(TRY IT) I would like you to print all the records below exactly as they are.

(DATA RECORDS)
****************************************

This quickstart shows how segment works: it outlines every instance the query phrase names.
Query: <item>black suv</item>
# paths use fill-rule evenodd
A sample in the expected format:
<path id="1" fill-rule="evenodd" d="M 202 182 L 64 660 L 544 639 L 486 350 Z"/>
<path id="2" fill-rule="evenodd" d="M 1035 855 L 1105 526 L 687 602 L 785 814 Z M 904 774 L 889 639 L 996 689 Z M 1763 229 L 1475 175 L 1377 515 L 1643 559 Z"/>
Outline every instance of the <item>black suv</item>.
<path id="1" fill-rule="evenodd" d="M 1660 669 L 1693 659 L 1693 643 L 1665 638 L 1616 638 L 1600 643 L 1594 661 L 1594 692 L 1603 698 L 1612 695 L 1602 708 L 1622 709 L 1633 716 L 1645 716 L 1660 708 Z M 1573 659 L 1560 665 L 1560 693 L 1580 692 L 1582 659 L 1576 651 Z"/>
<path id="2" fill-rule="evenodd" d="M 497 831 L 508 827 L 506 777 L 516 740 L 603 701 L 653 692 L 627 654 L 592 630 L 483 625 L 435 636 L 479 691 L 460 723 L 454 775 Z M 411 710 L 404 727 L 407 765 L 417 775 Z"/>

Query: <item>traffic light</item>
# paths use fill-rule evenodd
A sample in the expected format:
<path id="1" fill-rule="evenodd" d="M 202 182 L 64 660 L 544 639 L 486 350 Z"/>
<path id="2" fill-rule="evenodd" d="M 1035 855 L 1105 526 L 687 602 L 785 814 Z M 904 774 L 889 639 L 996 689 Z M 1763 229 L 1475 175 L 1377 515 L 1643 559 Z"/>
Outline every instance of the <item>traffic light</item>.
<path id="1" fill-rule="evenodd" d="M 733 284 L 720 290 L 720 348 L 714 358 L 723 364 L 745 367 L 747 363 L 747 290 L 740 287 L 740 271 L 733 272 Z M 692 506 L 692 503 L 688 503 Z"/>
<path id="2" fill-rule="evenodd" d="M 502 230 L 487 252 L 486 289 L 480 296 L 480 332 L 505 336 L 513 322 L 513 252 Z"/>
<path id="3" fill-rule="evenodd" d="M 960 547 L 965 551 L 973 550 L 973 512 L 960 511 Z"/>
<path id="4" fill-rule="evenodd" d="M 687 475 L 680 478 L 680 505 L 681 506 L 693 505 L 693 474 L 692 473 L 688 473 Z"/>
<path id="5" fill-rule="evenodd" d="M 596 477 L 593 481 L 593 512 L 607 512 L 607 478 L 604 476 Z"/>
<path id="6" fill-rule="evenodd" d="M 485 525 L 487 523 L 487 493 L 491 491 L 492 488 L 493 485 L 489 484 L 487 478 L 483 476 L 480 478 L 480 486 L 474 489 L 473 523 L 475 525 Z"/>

****************************************

(RESPONSE AREA)
This quickstart shows how segment works: it outlines every instance the query phrase names.
Query: <item>black suv</item>
# paths use fill-rule evenodd
A sample in the expected format:
<path id="1" fill-rule="evenodd" d="M 202 182 L 64 660 L 544 639 L 486 350 Z"/>
<path id="2" fill-rule="evenodd" d="M 1035 855 L 1105 526 L 687 602 L 785 814 Z M 904 774 L 889 639 L 996 689 Z M 1763 229 L 1475 175 L 1377 515 L 1643 559 Z"/>
Outline every instance of the <item>black suv</item>.
<path id="1" fill-rule="evenodd" d="M 1660 669 L 1693 659 L 1693 643 L 1665 638 L 1616 638 L 1600 643 L 1594 661 L 1594 692 L 1603 698 L 1612 695 L 1602 708 L 1622 709 L 1633 716 L 1645 716 L 1660 708 Z M 1573 659 L 1560 665 L 1560 693 L 1580 692 L 1582 659 L 1576 651 Z"/>
<path id="2" fill-rule="evenodd" d="M 497 831 L 508 827 L 506 777 L 516 740 L 603 701 L 653 692 L 627 654 L 592 630 L 483 625 L 435 636 L 479 691 L 460 723 L 454 775 Z M 411 710 L 404 727 L 407 765 L 417 775 Z"/>

Query: <item>traffic light</item>
# paths use fill-rule evenodd
A sample in the expected format:
<path id="1" fill-rule="evenodd" d="M 202 182 L 64 660 L 544 639 L 486 350 Z"/>
<path id="2" fill-rule="evenodd" d="M 1035 855 L 1105 526 L 687 602 L 785 814 Z M 904 774 L 889 639 L 996 689 Z M 1763 229 L 1475 175 L 1377 515 L 1643 559 Z"/>
Outline every instance of the <item>traffic light</item>.
<path id="1" fill-rule="evenodd" d="M 733 284 L 720 290 L 720 348 L 714 358 L 723 364 L 745 367 L 747 363 L 747 290 L 740 287 L 740 271 L 733 272 Z M 692 506 L 692 503 L 688 503 Z"/>
<path id="2" fill-rule="evenodd" d="M 502 230 L 487 252 L 486 289 L 480 296 L 480 332 L 505 336 L 513 322 L 513 252 Z"/>
<path id="3" fill-rule="evenodd" d="M 960 547 L 965 551 L 973 550 L 973 512 L 960 511 Z"/>
<path id="4" fill-rule="evenodd" d="M 687 475 L 680 478 L 680 505 L 681 506 L 693 505 L 693 474 L 692 473 L 688 473 Z"/>
<path id="5" fill-rule="evenodd" d="M 596 477 L 593 481 L 593 512 L 607 512 L 607 478 L 604 476 Z"/>
<path id="6" fill-rule="evenodd" d="M 485 525 L 487 523 L 487 493 L 491 491 L 492 488 L 493 485 L 489 484 L 487 478 L 483 476 L 480 478 L 480 486 L 474 489 L 473 523 L 475 525 Z"/>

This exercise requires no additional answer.